### What is being asked:
Word for word, restate every line of the listing that follows.

A block of data
******
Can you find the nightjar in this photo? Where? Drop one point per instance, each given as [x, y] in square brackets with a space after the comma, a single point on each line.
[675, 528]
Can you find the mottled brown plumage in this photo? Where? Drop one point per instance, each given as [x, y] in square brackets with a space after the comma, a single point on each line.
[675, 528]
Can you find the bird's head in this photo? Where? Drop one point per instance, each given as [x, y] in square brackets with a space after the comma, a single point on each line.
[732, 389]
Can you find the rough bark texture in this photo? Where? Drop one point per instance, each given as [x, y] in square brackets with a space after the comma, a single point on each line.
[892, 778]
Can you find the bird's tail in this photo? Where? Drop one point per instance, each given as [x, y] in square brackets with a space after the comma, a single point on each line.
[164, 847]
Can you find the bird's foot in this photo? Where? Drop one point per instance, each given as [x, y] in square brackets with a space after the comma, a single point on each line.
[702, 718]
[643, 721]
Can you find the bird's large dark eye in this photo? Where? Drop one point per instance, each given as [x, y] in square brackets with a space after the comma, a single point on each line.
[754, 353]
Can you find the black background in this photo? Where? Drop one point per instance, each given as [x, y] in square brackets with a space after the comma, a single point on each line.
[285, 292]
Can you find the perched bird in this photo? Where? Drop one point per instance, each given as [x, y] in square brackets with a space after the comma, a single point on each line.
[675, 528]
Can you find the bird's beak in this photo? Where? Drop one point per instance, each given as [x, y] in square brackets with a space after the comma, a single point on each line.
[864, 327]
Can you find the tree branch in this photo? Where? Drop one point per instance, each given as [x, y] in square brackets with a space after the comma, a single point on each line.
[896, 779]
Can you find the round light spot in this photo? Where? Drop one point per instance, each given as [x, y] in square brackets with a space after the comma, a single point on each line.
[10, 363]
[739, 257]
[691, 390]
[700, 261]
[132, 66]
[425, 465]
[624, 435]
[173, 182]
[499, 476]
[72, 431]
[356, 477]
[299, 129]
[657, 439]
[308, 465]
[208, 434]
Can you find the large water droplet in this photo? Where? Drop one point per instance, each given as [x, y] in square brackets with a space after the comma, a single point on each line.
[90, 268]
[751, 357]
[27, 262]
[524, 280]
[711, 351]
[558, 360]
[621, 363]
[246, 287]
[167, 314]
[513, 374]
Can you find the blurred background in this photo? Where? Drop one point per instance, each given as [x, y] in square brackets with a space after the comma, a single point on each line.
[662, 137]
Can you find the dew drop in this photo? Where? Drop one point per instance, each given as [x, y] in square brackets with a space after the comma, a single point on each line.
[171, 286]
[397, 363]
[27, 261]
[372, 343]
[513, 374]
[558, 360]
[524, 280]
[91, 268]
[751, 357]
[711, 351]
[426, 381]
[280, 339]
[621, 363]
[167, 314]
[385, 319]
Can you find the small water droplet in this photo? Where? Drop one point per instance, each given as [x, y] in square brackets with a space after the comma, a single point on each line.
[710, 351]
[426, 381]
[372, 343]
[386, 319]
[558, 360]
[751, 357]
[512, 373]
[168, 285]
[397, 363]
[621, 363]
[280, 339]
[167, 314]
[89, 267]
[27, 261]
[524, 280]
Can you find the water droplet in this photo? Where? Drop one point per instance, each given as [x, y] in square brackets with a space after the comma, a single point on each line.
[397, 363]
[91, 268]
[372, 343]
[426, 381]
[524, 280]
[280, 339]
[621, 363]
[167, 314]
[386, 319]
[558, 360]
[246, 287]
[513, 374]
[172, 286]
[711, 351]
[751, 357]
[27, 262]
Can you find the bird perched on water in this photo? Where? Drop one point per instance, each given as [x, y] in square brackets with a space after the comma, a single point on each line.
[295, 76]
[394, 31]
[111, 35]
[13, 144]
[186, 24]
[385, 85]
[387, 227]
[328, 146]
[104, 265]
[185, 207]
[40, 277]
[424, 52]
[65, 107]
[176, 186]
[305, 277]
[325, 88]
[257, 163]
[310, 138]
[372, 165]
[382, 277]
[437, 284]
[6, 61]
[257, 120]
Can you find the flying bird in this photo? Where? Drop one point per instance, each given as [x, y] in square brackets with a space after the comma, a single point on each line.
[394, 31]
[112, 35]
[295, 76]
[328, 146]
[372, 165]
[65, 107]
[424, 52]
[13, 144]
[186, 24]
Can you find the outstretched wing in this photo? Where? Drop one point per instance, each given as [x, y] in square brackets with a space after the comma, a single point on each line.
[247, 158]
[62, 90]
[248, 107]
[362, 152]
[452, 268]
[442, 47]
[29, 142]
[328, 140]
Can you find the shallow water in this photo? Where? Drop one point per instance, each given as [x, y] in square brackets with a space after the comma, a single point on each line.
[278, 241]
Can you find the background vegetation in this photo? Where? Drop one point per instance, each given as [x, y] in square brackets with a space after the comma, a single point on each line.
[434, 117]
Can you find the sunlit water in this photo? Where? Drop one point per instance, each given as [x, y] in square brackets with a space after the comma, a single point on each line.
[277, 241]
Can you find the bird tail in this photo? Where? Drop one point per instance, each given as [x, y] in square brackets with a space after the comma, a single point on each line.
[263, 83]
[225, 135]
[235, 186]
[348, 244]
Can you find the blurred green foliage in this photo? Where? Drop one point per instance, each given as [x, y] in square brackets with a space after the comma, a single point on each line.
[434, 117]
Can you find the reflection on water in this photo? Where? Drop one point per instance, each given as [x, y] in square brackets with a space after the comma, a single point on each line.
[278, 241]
******
### Exercise solution:
Can you find the nightjar in this photo? Where? Drop one point per instance, each given as [x, y] in square brackets with a space after the comma, a single point on each line.
[675, 528]
Can you find the mottled brown plumage in this photo? Where? Drop one point per instance, each given as [x, y] in square brackets with a space after the comma, a single point on each line.
[675, 528]
Can you find the bird's head in this photo? Where? Drop one point per instance, each given as [x, y] in square brackets with a space after the comma, a single point on each line.
[732, 389]
Can you find the rough bark texture in this photo? Where? Drop one point per instance, each given as [x, y] in square brackets with a space after the comma, a single point on each line.
[892, 778]
Can you find the bird's tail in this photo? Where? Drop one point per instance, each given as [x, y] in square brackets with a space after the comma, a single point on each line.
[164, 847]
Can you find the bird's foot in this photo? Where? Drop one point per instance, each given as [x, y] in square brackets with a space after the comma, a single point on each line.
[702, 718]
[643, 721]
Can you find the bird's large dark eye in this photo? Where? Drop one point per instance, each given as [x, y] in square brackets with a space after the comma, a single point on each line.
[754, 353]
Can you find the black background in this photo? Where? Drop one point per instance, each given as [x, y] in square brackets with a space after the comma, a single point on each line.
[285, 292]
Can you find the perched bird in this photo? Where? Drop one point per instance, each given as [x, y] in square brackets with a space after the comma, a single point on each line.
[675, 528]
Can you find the bird's beak in this photo? Where? Drop one point per instance, each given as [x, y] in square brackets with a space after the comma, a single point on each line.
[864, 327]
Can you find the tree branch in this photo? Where? Drop one point per instance, each given as [x, y] in square brackets with a space after the comma, a single point on each line.
[896, 779]
Can you find the round light spot in this photo? Where? Drop one point per instance, each given as [x, y] in square brackets with a space after the comma, a single point on each line.
[10, 363]
[739, 257]
[691, 390]
[700, 261]
[132, 66]
[425, 465]
[624, 435]
[173, 182]
[499, 476]
[72, 431]
[356, 477]
[299, 129]
[657, 439]
[308, 465]
[208, 434]
Can you find the large water droplet in this photo? Where? Drop one point per instance, each given as [x, y] in square brackets with a space after the comma, a single point on each line.
[90, 268]
[751, 357]
[27, 262]
[524, 280]
[711, 351]
[558, 360]
[621, 363]
[246, 287]
[167, 314]
[513, 374]
Can you find the blurred background in this photo? Where? Drop one point per instance, each given as [x, y] in square brackets with a space after the comma, a single point on each line.
[662, 137]
Can you find the dew drop in this photo? Where? Drop one point per instance, each given as [x, y] in square brackets with a space after the comma, a single point on each line.
[171, 286]
[397, 363]
[27, 261]
[372, 343]
[513, 374]
[558, 360]
[524, 280]
[91, 268]
[751, 357]
[711, 351]
[426, 381]
[280, 339]
[621, 363]
[167, 314]
[385, 319]
Can you find the small water droplet in this photo? Where? Drop one point per instance, each given as [x, y] in square brackets with a space after the comma, a single point on each line.
[710, 351]
[426, 381]
[372, 343]
[386, 319]
[558, 360]
[751, 357]
[512, 373]
[168, 285]
[397, 363]
[621, 363]
[280, 339]
[167, 314]
[89, 267]
[27, 261]
[524, 280]
Can you find the water droplet in this photo? Where? Drop one point per instance, each given as [x, y] in square brackets with a space after the comma, a single point on each line.
[397, 363]
[91, 268]
[372, 343]
[426, 381]
[524, 280]
[280, 339]
[621, 363]
[167, 314]
[386, 319]
[558, 360]
[246, 287]
[513, 374]
[172, 286]
[711, 351]
[751, 357]
[27, 262]
Can you find the bird perched on water in this photo? Where? Drop one point per instance, each given as [x, y] in square brackets with a space after the comma, a single point on each line.
[295, 76]
[394, 31]
[111, 35]
[13, 144]
[186, 24]
[385, 85]
[387, 227]
[328, 146]
[104, 265]
[185, 207]
[40, 277]
[424, 52]
[65, 107]
[176, 186]
[305, 277]
[325, 88]
[257, 163]
[310, 138]
[372, 165]
[382, 277]
[437, 284]
[6, 61]
[257, 120]
Can you find the flying bird in this photo? Where? Drop one point per instance, each given as [x, y] in square brackets with a space after the comma, a single point on each line.
[394, 31]
[112, 35]
[295, 76]
[328, 146]
[372, 165]
[65, 107]
[424, 52]
[13, 144]
[186, 24]
Can you find the outstretched wing in this photo? Where? Drop one point per instance, each given as [x, y] in square brackets with a space after the comma, a single point on each line.
[247, 158]
[62, 90]
[248, 107]
[362, 152]
[452, 268]
[442, 47]
[29, 142]
[328, 140]
Can you find the shallow water in this photo? Where? Drop one point per instance, each given as [x, y] in square brackets with a space after the comma, a single point on each line.
[278, 241]
Can you find the background vegetation in this photo? Where? Drop one point per instance, each given as [x, y] in square brackets with a space after the comma, a single point on each line.
[434, 117]
Can you find the sunlit water in this photo? Where? Drop one point per instance, each given as [x, y] in square brackets with a space after the comma, a single point on each line.
[277, 241]
Can you find the bird tail in this photo? Where? Drop one point per instance, each given as [x, y] in square brackets with a space after the comma, a single point on each line.
[263, 83]
[225, 135]
[235, 186]
[348, 244]
Can you find the blurred green foliage in this photo? Where? Drop one point per instance, each given as [x, y] in square brackets with a space after the comma, a single point on each line.
[434, 117]
Can you find the reflection on water in this photo? Where? Drop one point per instance, each given as [x, y] in square brackets with a space after the comma, a single point on each line.
[278, 241]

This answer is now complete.